- Check your understanding -
1. In the passage about our relationship with nature, where is this quandary said to be worked out?
2. Please continue the passage about our relationship with nature from where it stops.

This quandary is worked out on the front lines. It is a face-to-face encounter with nature that can be a time of ambivalence, and given our destructive history, the ambivalence is warranted. How does one know for sure what to do? The evidence suggests that we are getting this wrong, that we have overstepped our bounds, that we should not be so sure. Should we not then pause to wonder a bit about this encounter and this relationship we have with nature? What education would ensure that we get this right, that we remove only the bad plants and not the good ones? Who would know that and with what certainty could they proceed? Should we just trace back kinship and remove only the exotics – the non-natives? Maybe we should just remove all the plants that we don’t like and leave the rest. Would that be appropriate? It doesn’t sound very considerate of nature, but what does nature know? Are we not the ultimate deciders, the overlords of our property? Isn’t that how the relationship has always gone?

Saved entries
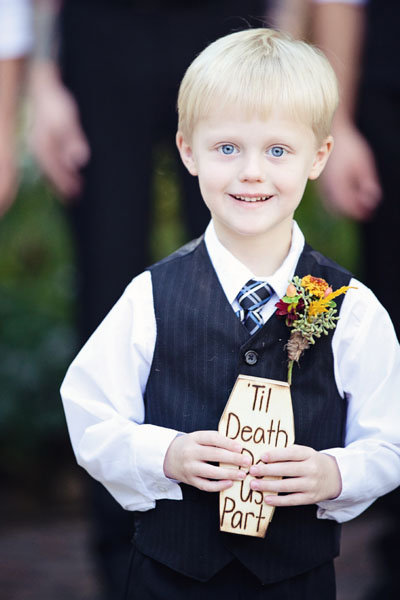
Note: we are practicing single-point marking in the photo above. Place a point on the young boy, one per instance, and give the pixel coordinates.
(144, 397)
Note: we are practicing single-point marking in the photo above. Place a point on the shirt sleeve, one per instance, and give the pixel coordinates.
(16, 28)
(102, 395)
(367, 371)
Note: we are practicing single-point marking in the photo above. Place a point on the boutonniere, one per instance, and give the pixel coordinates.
(310, 311)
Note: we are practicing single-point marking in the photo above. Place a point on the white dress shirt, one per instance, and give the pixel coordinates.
(16, 28)
(103, 392)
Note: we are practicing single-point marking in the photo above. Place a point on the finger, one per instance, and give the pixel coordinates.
(298, 499)
(294, 452)
(213, 472)
(214, 438)
(280, 469)
(280, 486)
(211, 486)
(213, 454)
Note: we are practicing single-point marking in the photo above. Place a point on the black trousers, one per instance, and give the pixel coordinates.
(151, 580)
(379, 120)
(123, 65)
(123, 61)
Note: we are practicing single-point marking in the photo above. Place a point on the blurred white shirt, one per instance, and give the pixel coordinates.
(16, 28)
(103, 392)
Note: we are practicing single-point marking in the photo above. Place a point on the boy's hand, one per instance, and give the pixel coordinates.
(188, 460)
(309, 476)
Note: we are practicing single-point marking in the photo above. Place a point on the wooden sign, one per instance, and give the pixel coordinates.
(259, 415)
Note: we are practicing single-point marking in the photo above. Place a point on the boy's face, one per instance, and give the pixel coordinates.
(252, 173)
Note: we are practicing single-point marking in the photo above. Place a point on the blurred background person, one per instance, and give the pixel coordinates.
(16, 39)
(361, 38)
(104, 91)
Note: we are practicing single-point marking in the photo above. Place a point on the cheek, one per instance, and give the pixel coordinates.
(212, 178)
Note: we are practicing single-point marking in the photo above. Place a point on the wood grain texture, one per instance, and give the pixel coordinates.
(259, 415)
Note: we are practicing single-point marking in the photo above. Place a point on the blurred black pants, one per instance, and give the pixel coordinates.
(154, 581)
(379, 120)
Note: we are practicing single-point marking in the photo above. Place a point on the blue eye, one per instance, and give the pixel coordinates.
(277, 151)
(227, 149)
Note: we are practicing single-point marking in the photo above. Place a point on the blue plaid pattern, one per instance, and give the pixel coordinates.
(252, 298)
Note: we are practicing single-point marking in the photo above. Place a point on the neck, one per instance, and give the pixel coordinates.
(262, 255)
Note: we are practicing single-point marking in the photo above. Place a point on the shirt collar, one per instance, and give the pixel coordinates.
(233, 274)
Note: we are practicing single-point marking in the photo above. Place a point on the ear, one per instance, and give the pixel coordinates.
(186, 153)
(321, 158)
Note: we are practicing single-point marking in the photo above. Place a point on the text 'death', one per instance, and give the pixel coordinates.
(259, 415)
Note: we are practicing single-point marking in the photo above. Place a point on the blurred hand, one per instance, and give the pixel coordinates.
(308, 476)
(8, 166)
(350, 184)
(57, 139)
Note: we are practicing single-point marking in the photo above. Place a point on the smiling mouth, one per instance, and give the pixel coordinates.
(251, 198)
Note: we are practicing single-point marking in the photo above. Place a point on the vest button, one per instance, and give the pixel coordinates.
(251, 357)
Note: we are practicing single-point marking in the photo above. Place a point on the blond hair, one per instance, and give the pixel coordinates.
(259, 70)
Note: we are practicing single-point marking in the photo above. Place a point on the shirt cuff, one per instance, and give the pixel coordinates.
(152, 443)
(346, 506)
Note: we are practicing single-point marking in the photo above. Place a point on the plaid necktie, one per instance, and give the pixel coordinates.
(252, 298)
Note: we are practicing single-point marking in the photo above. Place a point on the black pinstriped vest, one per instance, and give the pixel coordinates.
(200, 350)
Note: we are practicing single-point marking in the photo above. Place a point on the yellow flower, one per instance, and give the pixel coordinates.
(291, 291)
(315, 285)
(320, 306)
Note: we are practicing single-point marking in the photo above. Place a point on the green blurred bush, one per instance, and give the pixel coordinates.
(37, 300)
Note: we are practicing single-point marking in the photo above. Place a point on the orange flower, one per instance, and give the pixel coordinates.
(291, 291)
(315, 285)
(319, 306)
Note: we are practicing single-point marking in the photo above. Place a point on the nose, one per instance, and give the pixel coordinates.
(253, 168)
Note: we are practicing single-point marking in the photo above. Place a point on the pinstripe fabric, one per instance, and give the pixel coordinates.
(200, 350)
(252, 297)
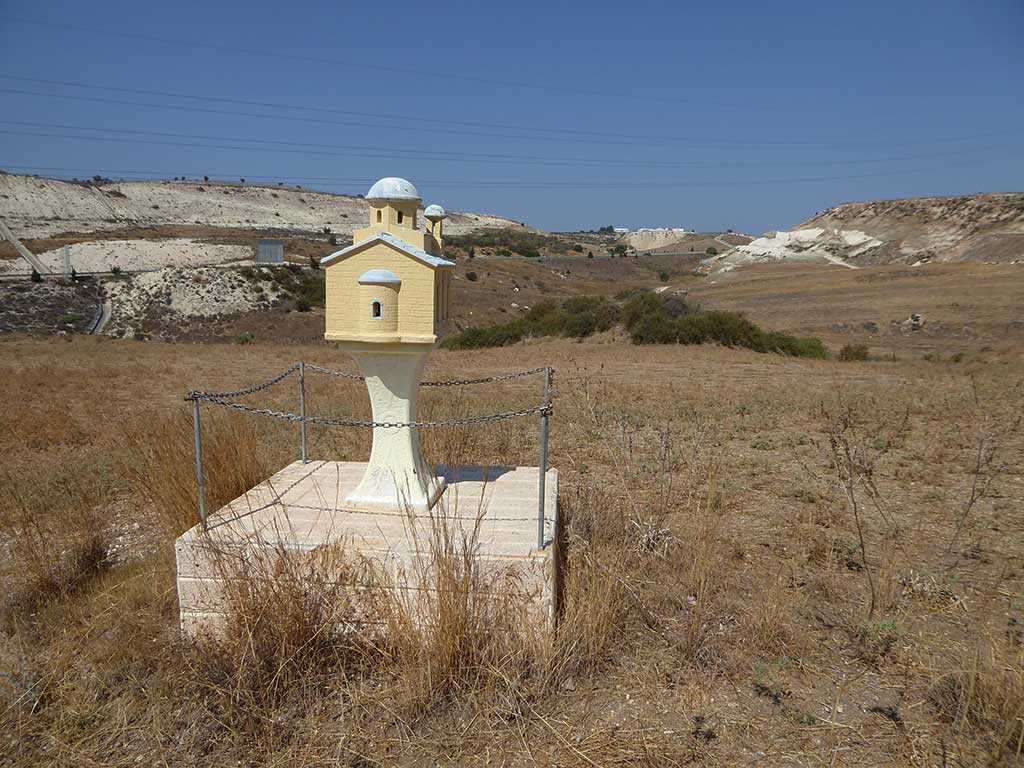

- Outputs in order -
1. On the front lines.

2.
If you live with a woodland garden, or if you visit a woodland garden, you may appreciate that you are in the land of riches, biological riches. It’s becoming common knowledge that spending time in the woods is good for both our physical and mental health. Isn’t this because we soak up some of nature’s riches when we are there? Isn’t it curious, then, that though we know this, it is very difficult for us to see its inverse, the ultimate poverty of the lawn. After the smell of freshly-cut grass has passed, what riches remain for us to soak up from the lawn? Am I the first to ask that question? I don’t think so. And the soil and wildlife- what wealth does the lawn bestow upon them? It is surely meager, but somehow we can’t see that. It’s the illusion again — the illusion a culture conjures, that the lawn is the ultimate sign of human development and refinement in the landscape, and the more carpet-like the lawn, the greater the assumed refinement. That illusion is cloaking a great biological poverty. It’s the poverty that the dismantling of the woodland created. The riches were felled, piled and burned. They are gone — and bringing them back, is costly.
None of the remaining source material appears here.